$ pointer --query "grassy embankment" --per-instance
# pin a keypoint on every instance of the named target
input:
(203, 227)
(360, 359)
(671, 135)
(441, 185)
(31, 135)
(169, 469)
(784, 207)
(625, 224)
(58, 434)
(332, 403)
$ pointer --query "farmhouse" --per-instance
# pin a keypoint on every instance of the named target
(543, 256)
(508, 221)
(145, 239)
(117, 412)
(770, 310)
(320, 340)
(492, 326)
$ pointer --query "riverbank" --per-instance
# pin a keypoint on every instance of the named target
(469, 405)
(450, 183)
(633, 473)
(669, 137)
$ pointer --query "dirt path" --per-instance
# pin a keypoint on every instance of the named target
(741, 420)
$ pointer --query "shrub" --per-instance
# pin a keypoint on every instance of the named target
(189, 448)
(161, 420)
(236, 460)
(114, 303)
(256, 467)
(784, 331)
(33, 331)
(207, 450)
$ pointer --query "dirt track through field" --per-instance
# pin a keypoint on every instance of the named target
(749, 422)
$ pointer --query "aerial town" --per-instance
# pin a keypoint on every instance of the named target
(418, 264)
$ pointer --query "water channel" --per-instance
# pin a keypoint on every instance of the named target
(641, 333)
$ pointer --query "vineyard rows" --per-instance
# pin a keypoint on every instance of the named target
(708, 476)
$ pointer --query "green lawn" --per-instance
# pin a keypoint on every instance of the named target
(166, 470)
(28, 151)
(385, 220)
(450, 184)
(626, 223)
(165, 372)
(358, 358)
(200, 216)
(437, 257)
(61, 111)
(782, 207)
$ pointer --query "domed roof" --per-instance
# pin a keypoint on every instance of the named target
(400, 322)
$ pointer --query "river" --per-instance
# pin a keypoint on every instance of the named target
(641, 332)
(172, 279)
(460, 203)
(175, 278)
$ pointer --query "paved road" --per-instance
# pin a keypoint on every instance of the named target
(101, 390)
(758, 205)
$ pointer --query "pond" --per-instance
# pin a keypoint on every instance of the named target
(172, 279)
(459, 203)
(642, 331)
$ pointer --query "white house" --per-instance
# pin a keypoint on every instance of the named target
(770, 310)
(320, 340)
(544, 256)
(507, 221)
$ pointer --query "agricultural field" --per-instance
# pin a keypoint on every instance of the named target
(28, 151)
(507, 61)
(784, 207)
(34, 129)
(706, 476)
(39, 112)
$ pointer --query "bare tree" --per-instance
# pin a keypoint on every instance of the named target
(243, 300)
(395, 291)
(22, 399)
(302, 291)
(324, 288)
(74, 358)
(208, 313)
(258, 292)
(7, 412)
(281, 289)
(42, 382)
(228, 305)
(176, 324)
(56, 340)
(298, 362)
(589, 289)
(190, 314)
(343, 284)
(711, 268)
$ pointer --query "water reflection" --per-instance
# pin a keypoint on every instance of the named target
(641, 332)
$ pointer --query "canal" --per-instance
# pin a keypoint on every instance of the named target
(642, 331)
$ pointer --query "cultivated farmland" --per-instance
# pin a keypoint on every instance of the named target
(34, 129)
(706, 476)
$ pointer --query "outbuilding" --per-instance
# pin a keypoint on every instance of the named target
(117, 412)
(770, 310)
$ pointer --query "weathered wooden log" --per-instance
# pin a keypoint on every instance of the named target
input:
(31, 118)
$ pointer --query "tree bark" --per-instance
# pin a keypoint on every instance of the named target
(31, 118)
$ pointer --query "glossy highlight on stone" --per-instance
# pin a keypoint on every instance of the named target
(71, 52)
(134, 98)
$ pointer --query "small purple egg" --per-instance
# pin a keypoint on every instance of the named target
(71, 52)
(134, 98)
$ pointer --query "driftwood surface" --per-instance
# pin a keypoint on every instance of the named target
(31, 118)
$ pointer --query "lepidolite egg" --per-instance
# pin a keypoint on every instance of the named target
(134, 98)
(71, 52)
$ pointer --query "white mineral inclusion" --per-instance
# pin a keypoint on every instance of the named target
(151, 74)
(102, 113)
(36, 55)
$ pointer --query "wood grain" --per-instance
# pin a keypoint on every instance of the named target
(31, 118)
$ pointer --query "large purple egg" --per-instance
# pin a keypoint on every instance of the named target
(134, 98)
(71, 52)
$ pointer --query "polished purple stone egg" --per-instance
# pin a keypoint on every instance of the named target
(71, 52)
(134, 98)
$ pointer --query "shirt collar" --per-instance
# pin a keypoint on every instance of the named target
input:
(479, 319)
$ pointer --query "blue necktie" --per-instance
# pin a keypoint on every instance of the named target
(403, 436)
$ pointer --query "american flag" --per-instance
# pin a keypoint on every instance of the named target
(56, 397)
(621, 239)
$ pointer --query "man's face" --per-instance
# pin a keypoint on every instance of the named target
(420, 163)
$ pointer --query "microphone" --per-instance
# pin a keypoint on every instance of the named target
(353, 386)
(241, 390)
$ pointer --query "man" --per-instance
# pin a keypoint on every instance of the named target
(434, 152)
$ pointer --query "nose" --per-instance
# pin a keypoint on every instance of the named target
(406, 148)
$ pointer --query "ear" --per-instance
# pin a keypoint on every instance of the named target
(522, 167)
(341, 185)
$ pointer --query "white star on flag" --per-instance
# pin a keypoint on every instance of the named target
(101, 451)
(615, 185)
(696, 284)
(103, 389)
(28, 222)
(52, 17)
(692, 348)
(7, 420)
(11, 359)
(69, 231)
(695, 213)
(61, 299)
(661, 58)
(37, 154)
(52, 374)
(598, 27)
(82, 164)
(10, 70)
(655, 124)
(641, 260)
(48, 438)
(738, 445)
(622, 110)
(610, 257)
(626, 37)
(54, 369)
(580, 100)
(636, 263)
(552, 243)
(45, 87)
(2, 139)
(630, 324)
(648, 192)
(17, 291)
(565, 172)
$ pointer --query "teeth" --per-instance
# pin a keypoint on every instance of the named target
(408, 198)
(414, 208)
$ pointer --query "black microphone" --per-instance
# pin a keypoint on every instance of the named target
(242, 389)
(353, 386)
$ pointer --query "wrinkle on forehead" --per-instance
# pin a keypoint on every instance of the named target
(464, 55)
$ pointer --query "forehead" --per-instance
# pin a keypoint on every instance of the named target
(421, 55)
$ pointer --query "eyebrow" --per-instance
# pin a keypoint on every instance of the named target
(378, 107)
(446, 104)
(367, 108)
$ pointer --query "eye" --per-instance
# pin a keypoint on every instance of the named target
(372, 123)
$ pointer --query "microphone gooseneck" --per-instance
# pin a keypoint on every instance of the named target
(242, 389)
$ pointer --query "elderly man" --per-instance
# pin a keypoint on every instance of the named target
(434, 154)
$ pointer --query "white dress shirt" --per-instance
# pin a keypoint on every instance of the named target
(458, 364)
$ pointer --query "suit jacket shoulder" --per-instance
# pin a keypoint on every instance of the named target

☆ ☆ ☆

• _Task_: Give all the records again. Match them exactly.

• _Full answer_:
$ pointer --query "grassy embankment" --per-instance
# pin a keypoint on every instance of the named target
input:
(203, 227)
(360, 359)
(671, 135)
(441, 185)
(31, 135)
(169, 469)
(784, 207)
(625, 224)
(58, 434)
(332, 403)
$ pointer --query "farmhouse" --per-instance
# pin a keypoint on every instance of the named target
(543, 256)
(508, 221)
(145, 239)
(117, 412)
(770, 310)
(320, 340)
(492, 326)
$ pointer --query "riverbank" --per-instance
# pin a keypoint on every instance of the named target
(469, 405)
(450, 183)
(633, 473)
(669, 137)
$ pointer --query "dirt path" --per-instance
# pin a keypoint on every instance of the named target
(741, 420)
$ pointer --query "shrub" --per-instance
# pin a keypoint on every instance of the named target
(189, 448)
(161, 420)
(236, 460)
(114, 303)
(256, 467)
(784, 331)
(33, 331)
(207, 450)
$ pointer --query "dirt track through field" --per-instance
# pin a keypoint on every instance of the named target
(749, 422)
$ pointer --query "aerial town" --per-instance
# pin a keypoint on every instance of the named target
(418, 264)
$ pointer --query "water channel" --per-instance
# pin a keypoint on every instance of the named target
(641, 333)
$ pointer --query "vineyard rows" --per-instance
# pin a keypoint on every instance of the named target
(708, 476)
$ pointer --query "green lawn" --per-instance
# pin a keypoint on every instance of the named target
(166, 470)
(28, 151)
(385, 220)
(450, 184)
(626, 223)
(165, 372)
(358, 358)
(200, 216)
(437, 257)
(61, 111)
(782, 207)
$ pointer --query "domed roof" --per-instance
# pin a keypoint on every instance of the named target
(400, 322)
$ pointer --query "river" --per-instance
# pin a keypoint on every instance of the named target
(641, 332)
(172, 279)
(460, 203)
(175, 278)
$ pointer --query "paved road" --per-instance
# pin a keypoint on every instance of the named target
(101, 390)
(758, 205)
$ pointer --query "pond" --per-instance
# pin a keypoint on every instance of the named target
(172, 279)
(459, 203)
(642, 331)
$ pointer --query "white house" --per-instance
# pin a keypoint on every instance of the named target
(770, 310)
(320, 340)
(544, 256)
(507, 221)
$ pointer --query "agricultural field" --per-instance
# pin a keypoint on every instance of the named target
(28, 151)
(507, 61)
(784, 207)
(34, 129)
(706, 476)
(39, 112)
$ pointer --query "bare tree" --per-instance
# pin a keypoint on every instance of the named target
(243, 300)
(395, 291)
(22, 399)
(302, 291)
(324, 288)
(74, 358)
(208, 313)
(258, 292)
(7, 412)
(281, 289)
(42, 382)
(228, 305)
(176, 324)
(56, 340)
(298, 362)
(589, 289)
(190, 314)
(343, 284)
(711, 268)
$ pointer --query "water reflection" --per-instance
# pin a keypoint on every instance of the named target
(641, 332)
$ pointer --query "canal" --per-instance
# pin a keypoint on every instance of the named target
(642, 331)
$ pointer --query "cultivated farmland" --per-instance
# pin a keypoint on every instance of the named target
(34, 129)
(706, 476)
$ pointer --query "outbuilding" --per-instance
# pin a keypoint on every instance of the named target
(117, 412)
(770, 310)
$ pointer --query "weathered wooden log" --per-instance
# pin a keypoint on every instance of the named target
input:
(31, 118)
$ pointer --query "tree bark" --per-instance
# pin a keypoint on every instance of the named target
(31, 118)
$ pointer --query "glossy highlight on stone" --per-instance
# pin a keypoint on every instance of the named target
(71, 52)
(134, 98)
$ pointer --query "small purple egg" --per-instance
# pin a keypoint on every instance of the named target
(71, 52)
(134, 98)
$ pointer --query "driftwood surface" --per-instance
# pin a keypoint on every instance of the named target
(31, 118)
$ pointer --query "lepidolite egg" --per-instance
# pin a keypoint on every instance of the named target
(134, 98)
(71, 52)
$ pointer --query "white mineral inclusion" --per-instance
# pin a keypoint on every instance of the named target
(151, 74)
(102, 113)
(36, 55)
$ pointer --query "wood grain" --per-instance
# pin a keypoint on every instance of the named target
(31, 118)
$ pointer --query "large purple egg" --per-instance
# pin a keypoint on every instance of the named target
(134, 98)
(71, 52)
$ pointer --query "polished purple stone egg" --per-instance
# pin a keypoint on every instance of the named target
(71, 52)
(134, 98)
$ pointer --query "shirt collar" --per-instance
# pin a keypoint on every instance of the named target
input:
(479, 319)
$ pointer --query "blue necktie" --per-instance
# pin a keypoint on every instance of the named target
(403, 436)
$ pointer --query "american flag" --per-instance
# pin a keypoint on every instance of the named target
(56, 397)
(621, 239)
$ pointer --query "man's face" --per-instance
# pin a keypoint on every instance of the named target
(420, 163)
$ pointer --query "microphone" --per-instance
# pin a keypoint on every instance of the named target
(353, 386)
(241, 390)
$ pointer --query "man" --per-instance
# pin a keypoint on every instance of the named target
(434, 152)
$ pointer --query "nose" --per-instance
# pin a keypoint on every instance of the named target
(406, 148)
$ pointer --query "ear" --per-instance
# pin a keypoint on every instance of the named target
(522, 167)
(341, 185)
$ pointer --query "white star on flag" --per-instance
# pin a keypoint on every instance of the named target
(101, 451)
(615, 185)
(696, 284)
(103, 389)
(28, 222)
(52, 17)
(692, 348)
(7, 420)
(11, 359)
(69, 231)
(695, 213)
(61, 299)
(661, 58)
(37, 154)
(52, 374)
(598, 27)
(82, 164)
(10, 70)
(655, 124)
(641, 260)
(48, 438)
(738, 445)
(622, 110)
(610, 257)
(626, 37)
(54, 369)
(580, 100)
(636, 263)
(552, 243)
(45, 87)
(2, 139)
(630, 324)
(648, 192)
(17, 291)
(565, 172)
$ pointer --query "teeth" --per-instance
# pin a keypoint on every instance of the named target
(408, 198)
(414, 208)
$ pointer --query "black microphone" --per-instance
# pin a keypoint on every instance of the named target
(242, 389)
(353, 386)
$ pointer --query "wrinkle on forehead" --per-instance
# pin a keypoint on every instance of the named target
(464, 55)
$ pointer --query "forehead" --per-instance
# pin a keypoint on every instance of the named target
(421, 55)
$ pointer --query "eyebrow" --per-instance
# pin a keypoint on every instance of the named target
(378, 107)
(446, 104)
(367, 108)
$ pointer --query "eye" --per-instance
# pin a keypoint on every instance of the named target
(372, 123)
$ pointer --query "microphone gooseneck" --per-instance
# pin a keypoint on every instance of the named target
(242, 389)
$ pointer --query "elderly man" --per-instance
# pin a keypoint on every instance of the named target
(434, 154)
$ pointer --query "white dress shirt" --per-instance
# pin a keypoint on every instance of the named target
(458, 364)
$ pointer --query "suit jacket shoulder" --per-instance
# pin a keypoint on every instance of the named target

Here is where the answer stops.